• _Brief_
Filter the entries below and copy each line that contains the word "player".

• _Material provided_
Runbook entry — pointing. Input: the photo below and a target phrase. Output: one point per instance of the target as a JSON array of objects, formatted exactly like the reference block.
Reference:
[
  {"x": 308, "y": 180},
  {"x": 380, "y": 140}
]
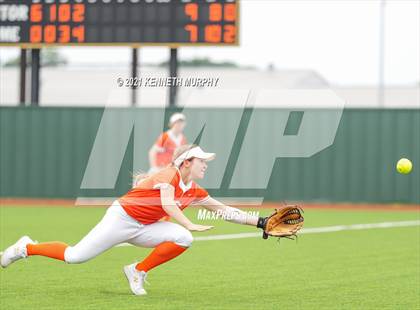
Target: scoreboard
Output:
[{"x": 39, "y": 23}]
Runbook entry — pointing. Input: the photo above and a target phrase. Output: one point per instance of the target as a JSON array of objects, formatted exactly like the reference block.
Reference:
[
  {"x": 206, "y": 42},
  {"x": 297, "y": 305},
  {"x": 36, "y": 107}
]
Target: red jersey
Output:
[{"x": 143, "y": 202}]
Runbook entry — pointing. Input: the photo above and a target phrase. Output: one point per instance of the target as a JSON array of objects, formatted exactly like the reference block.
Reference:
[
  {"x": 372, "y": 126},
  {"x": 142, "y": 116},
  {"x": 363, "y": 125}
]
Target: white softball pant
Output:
[{"x": 118, "y": 227}]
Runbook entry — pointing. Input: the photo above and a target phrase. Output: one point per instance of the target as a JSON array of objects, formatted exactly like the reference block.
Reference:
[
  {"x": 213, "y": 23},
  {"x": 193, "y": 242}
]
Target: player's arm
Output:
[
  {"x": 167, "y": 194},
  {"x": 230, "y": 214}
]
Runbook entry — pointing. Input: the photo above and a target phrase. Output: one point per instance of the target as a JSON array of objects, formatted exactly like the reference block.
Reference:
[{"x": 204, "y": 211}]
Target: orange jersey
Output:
[
  {"x": 168, "y": 143},
  {"x": 143, "y": 202}
]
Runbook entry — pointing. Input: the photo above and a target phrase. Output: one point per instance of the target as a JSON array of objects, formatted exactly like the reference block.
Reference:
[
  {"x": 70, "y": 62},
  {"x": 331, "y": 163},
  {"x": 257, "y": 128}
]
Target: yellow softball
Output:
[{"x": 404, "y": 166}]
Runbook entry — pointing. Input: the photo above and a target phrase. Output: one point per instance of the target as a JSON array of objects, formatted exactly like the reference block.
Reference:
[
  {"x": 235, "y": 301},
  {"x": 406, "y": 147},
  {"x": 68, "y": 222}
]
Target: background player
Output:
[
  {"x": 161, "y": 153},
  {"x": 134, "y": 218}
]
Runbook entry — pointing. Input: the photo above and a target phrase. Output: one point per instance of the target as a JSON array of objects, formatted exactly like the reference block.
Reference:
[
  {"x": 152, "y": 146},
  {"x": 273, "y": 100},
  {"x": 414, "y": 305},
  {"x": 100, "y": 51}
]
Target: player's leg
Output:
[
  {"x": 115, "y": 227},
  {"x": 169, "y": 240}
]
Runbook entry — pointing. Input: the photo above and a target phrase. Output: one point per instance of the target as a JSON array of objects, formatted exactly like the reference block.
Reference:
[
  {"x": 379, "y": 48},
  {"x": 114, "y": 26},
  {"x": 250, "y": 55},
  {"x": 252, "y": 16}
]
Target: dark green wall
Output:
[{"x": 44, "y": 153}]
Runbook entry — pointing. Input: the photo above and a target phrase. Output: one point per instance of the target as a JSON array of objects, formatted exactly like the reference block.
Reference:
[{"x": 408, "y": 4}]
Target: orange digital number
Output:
[
  {"x": 36, "y": 13},
  {"x": 79, "y": 33},
  {"x": 229, "y": 34},
  {"x": 213, "y": 33},
  {"x": 64, "y": 13},
  {"x": 63, "y": 33},
  {"x": 78, "y": 13},
  {"x": 53, "y": 13},
  {"x": 191, "y": 10},
  {"x": 230, "y": 12},
  {"x": 215, "y": 12},
  {"x": 50, "y": 34},
  {"x": 35, "y": 34},
  {"x": 192, "y": 29}
]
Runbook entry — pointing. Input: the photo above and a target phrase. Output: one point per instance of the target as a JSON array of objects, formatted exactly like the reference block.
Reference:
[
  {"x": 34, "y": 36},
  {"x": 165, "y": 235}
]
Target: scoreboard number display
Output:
[{"x": 38, "y": 23}]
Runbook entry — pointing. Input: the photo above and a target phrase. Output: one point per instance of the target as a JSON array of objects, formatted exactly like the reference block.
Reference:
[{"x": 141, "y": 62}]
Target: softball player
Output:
[
  {"x": 161, "y": 153},
  {"x": 134, "y": 218}
]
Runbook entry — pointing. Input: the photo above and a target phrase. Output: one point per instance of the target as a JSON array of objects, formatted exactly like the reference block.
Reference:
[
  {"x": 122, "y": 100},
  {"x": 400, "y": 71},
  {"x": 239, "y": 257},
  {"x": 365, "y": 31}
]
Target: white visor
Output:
[
  {"x": 195, "y": 152},
  {"x": 176, "y": 117}
]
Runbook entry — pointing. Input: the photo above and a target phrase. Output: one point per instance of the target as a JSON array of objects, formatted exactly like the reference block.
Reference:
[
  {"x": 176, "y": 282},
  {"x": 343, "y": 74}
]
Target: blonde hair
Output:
[{"x": 180, "y": 150}]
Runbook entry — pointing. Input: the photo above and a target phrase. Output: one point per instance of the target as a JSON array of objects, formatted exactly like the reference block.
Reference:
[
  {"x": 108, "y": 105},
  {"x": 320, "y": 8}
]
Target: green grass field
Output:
[{"x": 363, "y": 269}]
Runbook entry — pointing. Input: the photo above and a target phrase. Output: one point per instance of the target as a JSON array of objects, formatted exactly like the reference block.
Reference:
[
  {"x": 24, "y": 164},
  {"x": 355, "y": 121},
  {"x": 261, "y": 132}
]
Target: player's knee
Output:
[
  {"x": 184, "y": 238},
  {"x": 73, "y": 256}
]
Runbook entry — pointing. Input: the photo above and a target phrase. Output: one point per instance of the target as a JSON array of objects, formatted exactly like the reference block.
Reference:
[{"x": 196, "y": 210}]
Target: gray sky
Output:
[{"x": 339, "y": 39}]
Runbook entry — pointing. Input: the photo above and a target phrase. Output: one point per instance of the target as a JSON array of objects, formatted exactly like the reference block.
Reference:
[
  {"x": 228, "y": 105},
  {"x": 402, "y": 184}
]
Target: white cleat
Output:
[
  {"x": 15, "y": 252},
  {"x": 136, "y": 279}
]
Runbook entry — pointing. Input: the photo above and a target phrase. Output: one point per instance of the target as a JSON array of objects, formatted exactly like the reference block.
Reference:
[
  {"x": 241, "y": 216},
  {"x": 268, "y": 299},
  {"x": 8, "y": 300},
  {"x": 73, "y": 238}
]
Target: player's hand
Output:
[{"x": 195, "y": 227}]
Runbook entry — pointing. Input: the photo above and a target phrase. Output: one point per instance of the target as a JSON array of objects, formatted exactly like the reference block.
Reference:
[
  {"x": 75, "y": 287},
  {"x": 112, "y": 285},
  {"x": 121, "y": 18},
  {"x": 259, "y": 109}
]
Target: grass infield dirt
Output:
[{"x": 363, "y": 269}]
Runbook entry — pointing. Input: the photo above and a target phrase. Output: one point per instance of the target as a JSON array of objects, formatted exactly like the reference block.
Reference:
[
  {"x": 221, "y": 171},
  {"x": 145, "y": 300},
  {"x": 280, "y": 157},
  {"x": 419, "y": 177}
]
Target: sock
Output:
[
  {"x": 161, "y": 254},
  {"x": 48, "y": 249}
]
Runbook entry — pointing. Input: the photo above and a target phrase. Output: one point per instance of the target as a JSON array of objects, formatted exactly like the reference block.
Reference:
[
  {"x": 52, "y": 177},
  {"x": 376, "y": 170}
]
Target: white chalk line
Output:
[{"x": 315, "y": 230}]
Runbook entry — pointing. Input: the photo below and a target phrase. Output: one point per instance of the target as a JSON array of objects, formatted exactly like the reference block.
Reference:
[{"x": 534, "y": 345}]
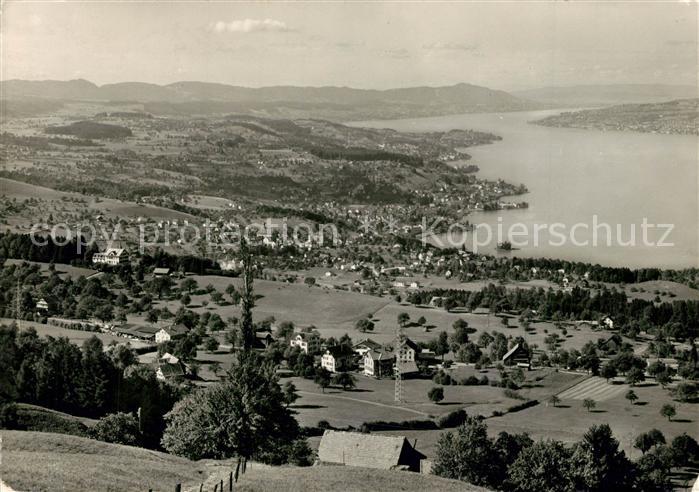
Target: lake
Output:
[{"x": 596, "y": 187}]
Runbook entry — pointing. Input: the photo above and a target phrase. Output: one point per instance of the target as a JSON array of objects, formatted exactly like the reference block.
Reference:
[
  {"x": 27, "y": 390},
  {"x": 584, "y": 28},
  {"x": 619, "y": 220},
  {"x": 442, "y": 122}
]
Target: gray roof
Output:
[
  {"x": 514, "y": 351},
  {"x": 357, "y": 449},
  {"x": 367, "y": 343}
]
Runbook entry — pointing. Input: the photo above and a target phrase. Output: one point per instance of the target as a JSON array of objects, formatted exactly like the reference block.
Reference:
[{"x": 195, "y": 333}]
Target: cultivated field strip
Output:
[{"x": 596, "y": 388}]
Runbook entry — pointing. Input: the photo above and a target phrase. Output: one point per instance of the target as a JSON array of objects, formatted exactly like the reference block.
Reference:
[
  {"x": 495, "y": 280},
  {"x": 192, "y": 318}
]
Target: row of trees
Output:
[
  {"x": 91, "y": 382},
  {"x": 514, "y": 462}
]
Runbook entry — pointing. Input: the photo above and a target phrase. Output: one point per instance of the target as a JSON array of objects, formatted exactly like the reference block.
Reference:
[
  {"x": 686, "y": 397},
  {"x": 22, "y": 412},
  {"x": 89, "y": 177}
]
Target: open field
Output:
[
  {"x": 667, "y": 290},
  {"x": 334, "y": 312},
  {"x": 373, "y": 399},
  {"x": 105, "y": 206},
  {"x": 75, "y": 336},
  {"x": 70, "y": 271},
  {"x": 569, "y": 420},
  {"x": 41, "y": 461},
  {"x": 345, "y": 478}
]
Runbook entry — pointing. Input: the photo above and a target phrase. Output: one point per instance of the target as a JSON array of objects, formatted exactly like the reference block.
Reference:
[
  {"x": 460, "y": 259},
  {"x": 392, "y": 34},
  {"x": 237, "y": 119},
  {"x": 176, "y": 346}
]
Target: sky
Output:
[{"x": 502, "y": 45}]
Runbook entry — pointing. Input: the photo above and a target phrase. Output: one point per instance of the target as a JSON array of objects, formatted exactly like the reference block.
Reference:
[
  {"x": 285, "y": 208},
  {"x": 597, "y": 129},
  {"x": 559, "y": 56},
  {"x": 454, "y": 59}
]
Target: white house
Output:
[
  {"x": 307, "y": 342},
  {"x": 111, "y": 256},
  {"x": 170, "y": 333},
  {"x": 365, "y": 346},
  {"x": 379, "y": 363},
  {"x": 337, "y": 358}
]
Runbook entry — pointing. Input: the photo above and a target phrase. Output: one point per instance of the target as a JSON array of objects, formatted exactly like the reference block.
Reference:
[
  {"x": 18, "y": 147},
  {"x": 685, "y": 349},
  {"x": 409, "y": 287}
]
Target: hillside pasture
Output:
[
  {"x": 40, "y": 461},
  {"x": 332, "y": 312}
]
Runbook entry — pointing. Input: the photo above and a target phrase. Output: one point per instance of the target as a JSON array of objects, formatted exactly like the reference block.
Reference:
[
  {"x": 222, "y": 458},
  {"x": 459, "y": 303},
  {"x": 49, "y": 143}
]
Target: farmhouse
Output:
[
  {"x": 517, "y": 355},
  {"x": 171, "y": 332},
  {"x": 379, "y": 363},
  {"x": 406, "y": 355},
  {"x": 307, "y": 342},
  {"x": 337, "y": 358},
  {"x": 112, "y": 256},
  {"x": 135, "y": 331},
  {"x": 368, "y": 450},
  {"x": 170, "y": 367}
]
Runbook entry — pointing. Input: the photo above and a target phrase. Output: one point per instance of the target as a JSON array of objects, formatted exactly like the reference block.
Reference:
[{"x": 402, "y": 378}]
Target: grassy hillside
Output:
[
  {"x": 40, "y": 419},
  {"x": 40, "y": 461}
]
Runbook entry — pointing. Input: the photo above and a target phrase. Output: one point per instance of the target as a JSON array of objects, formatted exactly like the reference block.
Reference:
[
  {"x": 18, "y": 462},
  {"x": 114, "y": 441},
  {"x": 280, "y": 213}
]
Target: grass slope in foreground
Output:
[
  {"x": 40, "y": 461},
  {"x": 344, "y": 478}
]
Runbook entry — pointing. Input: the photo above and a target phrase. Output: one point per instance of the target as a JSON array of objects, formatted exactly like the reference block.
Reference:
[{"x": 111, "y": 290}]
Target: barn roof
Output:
[
  {"x": 357, "y": 449},
  {"x": 516, "y": 350}
]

• _Complete response_
Target: player's arm
Target: background player
Target: player's leg
Target: softball player
Target: player's knee
Target: player's hand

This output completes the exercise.